#### EXERCISE INSTRUCTIONS:
Format the material below as a numbered list, one line per item, without blank lines or picture placeholders.

[Examples of point labeling]
_ _ _ _ _ _ _

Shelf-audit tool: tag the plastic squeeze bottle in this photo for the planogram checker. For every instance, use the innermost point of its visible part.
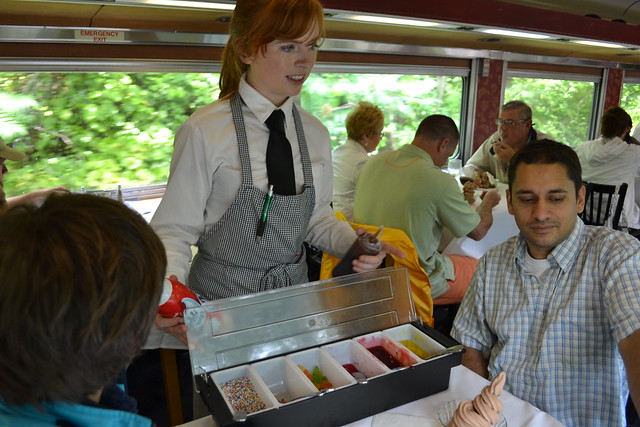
(365, 244)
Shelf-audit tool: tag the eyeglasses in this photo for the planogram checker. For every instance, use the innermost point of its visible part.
(510, 122)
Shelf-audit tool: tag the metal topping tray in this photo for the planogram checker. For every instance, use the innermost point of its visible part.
(248, 328)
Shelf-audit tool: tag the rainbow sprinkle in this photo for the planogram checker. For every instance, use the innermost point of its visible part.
(242, 395)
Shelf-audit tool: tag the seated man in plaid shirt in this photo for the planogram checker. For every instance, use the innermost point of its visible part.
(558, 306)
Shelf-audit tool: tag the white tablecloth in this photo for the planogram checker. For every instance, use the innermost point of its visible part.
(463, 384)
(503, 227)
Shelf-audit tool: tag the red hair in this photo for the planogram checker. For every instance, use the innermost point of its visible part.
(248, 34)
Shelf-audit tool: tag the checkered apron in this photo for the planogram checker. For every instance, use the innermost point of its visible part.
(230, 261)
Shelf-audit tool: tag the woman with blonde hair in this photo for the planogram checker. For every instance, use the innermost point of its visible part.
(243, 194)
(364, 131)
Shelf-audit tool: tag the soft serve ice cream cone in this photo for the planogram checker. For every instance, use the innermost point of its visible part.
(484, 410)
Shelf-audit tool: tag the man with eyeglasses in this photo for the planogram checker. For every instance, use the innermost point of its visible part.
(515, 130)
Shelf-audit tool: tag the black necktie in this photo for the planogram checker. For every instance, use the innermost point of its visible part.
(279, 157)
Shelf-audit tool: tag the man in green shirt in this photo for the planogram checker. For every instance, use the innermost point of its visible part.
(407, 189)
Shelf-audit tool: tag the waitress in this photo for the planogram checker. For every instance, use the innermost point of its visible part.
(250, 239)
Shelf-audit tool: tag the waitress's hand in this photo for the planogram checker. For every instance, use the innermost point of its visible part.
(371, 262)
(172, 325)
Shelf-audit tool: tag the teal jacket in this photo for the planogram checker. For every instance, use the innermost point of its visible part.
(76, 414)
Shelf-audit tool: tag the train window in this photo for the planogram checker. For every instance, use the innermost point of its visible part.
(630, 100)
(404, 99)
(562, 106)
(96, 130)
(102, 129)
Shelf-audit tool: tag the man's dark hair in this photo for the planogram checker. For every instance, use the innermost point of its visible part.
(546, 152)
(524, 111)
(436, 127)
(81, 280)
(614, 121)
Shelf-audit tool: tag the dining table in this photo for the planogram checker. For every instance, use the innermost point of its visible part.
(424, 412)
(503, 227)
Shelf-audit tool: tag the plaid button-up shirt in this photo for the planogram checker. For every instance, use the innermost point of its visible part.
(556, 337)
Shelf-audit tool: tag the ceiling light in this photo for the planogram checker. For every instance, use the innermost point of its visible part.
(391, 21)
(599, 44)
(510, 33)
(182, 3)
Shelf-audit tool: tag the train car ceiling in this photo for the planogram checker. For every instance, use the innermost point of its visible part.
(543, 31)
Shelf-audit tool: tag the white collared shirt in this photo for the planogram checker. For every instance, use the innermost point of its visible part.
(348, 159)
(205, 176)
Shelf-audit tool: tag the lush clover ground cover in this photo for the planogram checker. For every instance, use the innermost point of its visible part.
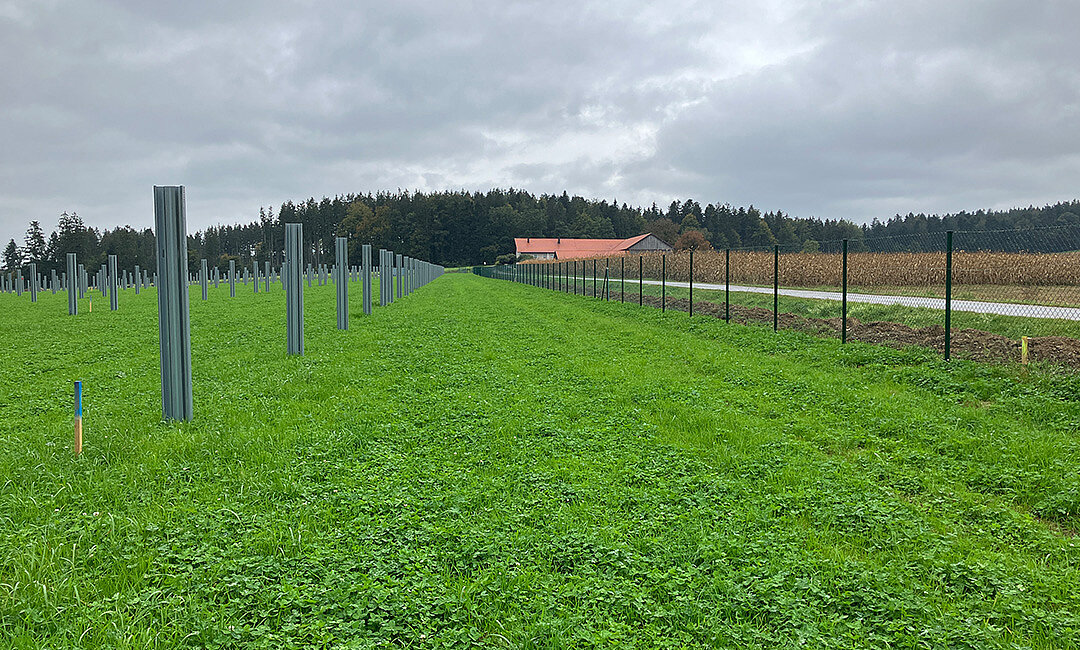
(490, 464)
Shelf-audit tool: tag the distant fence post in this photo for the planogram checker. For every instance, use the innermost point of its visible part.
(294, 287)
(948, 294)
(663, 283)
(174, 325)
(691, 282)
(72, 285)
(640, 280)
(399, 268)
(113, 284)
(34, 282)
(341, 247)
(366, 263)
(844, 293)
(775, 286)
(727, 285)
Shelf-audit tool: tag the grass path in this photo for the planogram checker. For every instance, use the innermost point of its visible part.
(490, 464)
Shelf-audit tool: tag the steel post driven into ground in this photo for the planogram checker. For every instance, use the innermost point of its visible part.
(663, 283)
(691, 282)
(72, 285)
(622, 280)
(844, 293)
(173, 320)
(366, 276)
(34, 282)
(341, 251)
(948, 294)
(293, 275)
(727, 285)
(401, 275)
(775, 287)
(113, 284)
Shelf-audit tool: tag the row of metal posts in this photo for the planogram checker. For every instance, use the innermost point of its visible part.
(558, 276)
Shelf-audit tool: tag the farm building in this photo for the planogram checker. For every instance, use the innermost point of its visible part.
(568, 248)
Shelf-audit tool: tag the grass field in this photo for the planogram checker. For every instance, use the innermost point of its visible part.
(490, 464)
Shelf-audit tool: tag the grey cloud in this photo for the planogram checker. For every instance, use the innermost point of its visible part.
(834, 109)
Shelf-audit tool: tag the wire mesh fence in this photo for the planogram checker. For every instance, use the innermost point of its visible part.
(985, 295)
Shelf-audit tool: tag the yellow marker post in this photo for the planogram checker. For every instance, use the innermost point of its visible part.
(78, 418)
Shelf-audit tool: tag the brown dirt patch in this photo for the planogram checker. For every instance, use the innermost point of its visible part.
(967, 343)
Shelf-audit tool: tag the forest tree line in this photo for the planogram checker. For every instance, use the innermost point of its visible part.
(459, 228)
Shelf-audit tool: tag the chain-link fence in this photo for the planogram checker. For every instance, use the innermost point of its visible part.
(1007, 296)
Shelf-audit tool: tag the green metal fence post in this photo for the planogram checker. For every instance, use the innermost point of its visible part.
(948, 294)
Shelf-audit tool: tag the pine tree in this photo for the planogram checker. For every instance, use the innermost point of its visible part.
(35, 248)
(12, 257)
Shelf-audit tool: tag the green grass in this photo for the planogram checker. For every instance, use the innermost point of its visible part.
(489, 464)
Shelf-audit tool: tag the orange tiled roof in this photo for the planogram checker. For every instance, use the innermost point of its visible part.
(566, 247)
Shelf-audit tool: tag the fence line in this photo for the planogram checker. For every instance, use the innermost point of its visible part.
(974, 293)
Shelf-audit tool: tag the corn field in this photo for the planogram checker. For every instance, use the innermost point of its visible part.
(864, 269)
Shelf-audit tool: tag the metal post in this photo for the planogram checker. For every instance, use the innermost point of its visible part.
(113, 284)
(401, 276)
(663, 283)
(293, 275)
(727, 285)
(775, 287)
(72, 285)
(948, 294)
(844, 294)
(341, 245)
(640, 280)
(366, 276)
(173, 320)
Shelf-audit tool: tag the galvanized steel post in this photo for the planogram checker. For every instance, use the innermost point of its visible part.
(72, 285)
(341, 245)
(173, 320)
(113, 284)
(366, 272)
(294, 287)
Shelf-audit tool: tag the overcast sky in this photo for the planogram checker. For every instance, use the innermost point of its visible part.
(829, 109)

_ _ _ _ _ _ _

#### RESPONSE TO THE TASK:
1. Shelf-audit tool: tag the plastic squeeze bottle in this photo for the planogram checker. For every instance, use the innermost point of its visible part.
2. (365, 244)
3. Shelf-audit tool: tag the eyeglasses in this photo for the planogram checker. For every instance, use the innermost point of its visible part.
4. (510, 122)
5. Shelf-audit tool: tag the metal topping tray in this photo for the planogram checker. For every instance, use the innermost point of its visible part.
6. (248, 328)
7. Shelf-audit tool: tag the rainbow sprinkle in this photo for the planogram checker. For every instance, use the innermost point of its visible part.
8. (242, 395)
9. Shelf-audit tool: tag the seated man in plaid shirt in this photo for the planogram checker. For every instance, use the innermost point of its visible part.
10. (558, 306)
11. Shelf-audit tool: tag the white tablecloth in this photo for the planogram checker. For every instance, use the innermost point of its visible part.
12. (463, 384)
13. (503, 227)
14. Shelf-audit tool: tag the red hair in this photo for the planogram checker. For every instance, use the innermost point of its visible part.
15. (248, 34)
16. Shelf-audit tool: tag the checkered apron in this photo for the planogram checker. For every instance, use the innermost point of its visible part.
17. (230, 261)
18. Shelf-audit tool: tag the woman with blonde hair in this photo for the planogram checker. For every instance, use the innermost point of its visible part.
19. (243, 194)
20. (364, 131)
21. Shelf-audit tool: tag the soft serve ice cream cone in this photo for the planogram checker. For every instance, use the innermost point of its visible part.
22. (484, 410)
23. Shelf-audit tool: tag the man with eyeglasses in this photo for the planogram checker. For every instance, use the innermost point of its visible part.
24. (515, 130)
25. Shelf-audit tool: tag the black necktie in this photo for the planogram checker. For every instance, use the innermost point of its visible part.
26. (279, 157)
27. Shelf-audit tool: tag the man in green shirt in this photo for the planogram checker. For every instance, use the innermost point of its visible part.
28. (407, 189)
29. Shelf-audit tool: tag the waitress in this photo for the planogram checker. For every instance, use the innermost point of its visible part.
30. (250, 239)
31. Shelf-audit tool: tag the waitress's hand in this photo for the planogram checker. For every instance, use the innermost point of its visible part.
32. (371, 262)
33. (172, 325)
34. Shelf-audit tool: tag the teal jacket in this photo for the planogram checker. For every instance, use the innermost point of its visible part.
35. (76, 414)
36. Shelf-audit tool: tag the train window in this photo for the planogram checker. For every instance, use the innermost point of its visible part.
37. (630, 100)
38. (404, 99)
39. (562, 106)
40. (96, 130)
41. (102, 129)
42. Shelf-audit tool: tag the man's dark hair in this photo for the planogram checker. For every instance, use the innermost point of its visible part.
43. (546, 152)
44. (524, 111)
45. (436, 127)
46. (81, 280)
47. (614, 121)
48. Shelf-audit tool: tag the dining table in this photo for the planogram checker. For every instance, use the innermost point of its visible part.
49. (424, 412)
50. (503, 227)
51. Shelf-audit tool: tag the plaid button-up shirt in this photo for the planogram checker. For every instance, use the innermost point of its visible part.
52. (556, 337)
53. Shelf-audit tool: tag the ceiling light in this photo for the planogram checker. For every instance, use the innermost point of its visible part.
54. (391, 21)
55. (599, 44)
56. (510, 33)
57. (182, 3)
58. Shelf-audit tool: tag the train car ceiling in this photo for the planogram checker. For every instance, use the innermost point of its visible part.
59. (543, 31)
60. Shelf-audit tool: tag the white collared shirt in this photo for the planogram checker. For every instance, use the innermost point of its visible part.
61. (348, 159)
62. (205, 176)
63. Shelf-audit tool: tag the lush clover ground cover in this photo for the planogram checker. For every instance, use the innermost point of its visible part.
64. (490, 464)
65. Shelf-audit tool: tag the distant fence post in this photo for the planogram checker. For every instance, use the innermost point of its visible part.
66. (294, 287)
67. (948, 294)
68. (663, 283)
69. (174, 325)
70. (691, 282)
71. (72, 285)
72. (640, 280)
73. (399, 268)
74. (113, 284)
75. (34, 282)
76. (341, 247)
77. (366, 263)
78. (844, 293)
79. (775, 286)
80. (727, 285)
81. Shelf-audit tool: tag the grass path in this photo for the planogram checker. For every instance, use the innermost point of its visible part.
82. (490, 464)
83. Shelf-audit tool: tag the steel post driven into ground in this photo for the planogram checker. For every instance, use the innermost point of its visible part.
84. (663, 283)
85. (691, 282)
86. (72, 285)
87. (622, 280)
88. (844, 293)
89. (173, 320)
90. (366, 276)
91. (34, 282)
92. (341, 251)
93. (948, 294)
94. (293, 275)
95. (727, 285)
96. (401, 275)
97. (775, 287)
98. (113, 284)
99. Shelf-audit tool: tag the row of metal posts in this photo for the planogram checker. For every instance, use the innermost point of its visible part.
100. (558, 276)
101. Shelf-audit tool: tag the farm building in this photo for the planogram checker. For every instance, use the innermost point of its visible part.
102. (568, 248)
103. Shelf-audit tool: tag the grass field in this photo for the planogram checker. For every instance, use the innermost point of its visible part.
104. (490, 464)
105. Shelf-audit tool: tag the grey cloud in this photo for the planogram checker. For every instance, use the innermost point of its visible part.
106. (834, 109)
107. Shelf-audit tool: tag the wire mesh fence in this photo for the planogram checker. For every instance, use the innermost point of its visible part.
108. (985, 295)
109. Shelf-audit tool: tag the yellow marker post in this photo for the planogram checker. For every instance, use the innermost point of its visible part.
110. (78, 418)
111. Shelf-audit tool: tag the brown dirt patch in this photo for the planogram checker. For every instance, use the innermost point of its visible part.
112. (967, 343)
113. Shelf-audit tool: tag the forest tree line in this photo for the planogram checker. For every instance, use the innermost point of its visible part.
114. (459, 228)
115. Shelf-audit tool: tag the chain-link fence in this photo for the planogram checker. For every instance, use the innermost point of its visible part.
116. (1007, 296)
117. Shelf-audit tool: tag the green metal fence post in this photo for the planogram checker. For every instance, use the innermost point of its visible part.
118. (948, 294)
119. Shelf-audit tool: tag the pine tree in this photo for the planogram checker. For every instance, use the innermost point of its visible part.
120. (35, 248)
121. (12, 257)
122. Shelf-audit tool: tag the green grass in this photo for the planogram checker. For every instance, use the innermost point of its visible part.
123. (489, 464)
124. Shelf-audit tool: tag the orange tiled roof in this photo for the planogram checker. For every instance, use the innermost point of its visible part.
125. (566, 247)
126. Shelf-audit tool: tag the fence line in this photo for the planogram checker. For every instance, use the innermost point of its visible part.
127. (974, 293)
128. Shelf-audit tool: tag the corn field in this photo for the planogram checker. For every instance, use the innermost point of its visible part.
129. (864, 269)
130. Shelf-audit tool: tag the metal post in this photo for the planogram checker. For every instance, use the innermost point of its visible part.
131. (113, 284)
132. (401, 276)
133. (663, 283)
134. (293, 275)
135. (727, 285)
136. (775, 287)
137. (72, 285)
138. (948, 294)
139. (844, 294)
140. (341, 245)
141. (640, 280)
142. (366, 276)
143. (173, 320)
144. Shelf-audit tool: tag the galvanized steel post in this photo for the planogram checker. For every instance, use the innermost point of its visible part.
145. (72, 285)
146. (341, 245)
147. (173, 320)
148. (113, 284)
149. (366, 272)
150. (294, 287)
151. Shelf-audit tool: tag the overcast sky in this photo for the planogram checker. For every instance, use the innermost point of its visible part.
152. (829, 109)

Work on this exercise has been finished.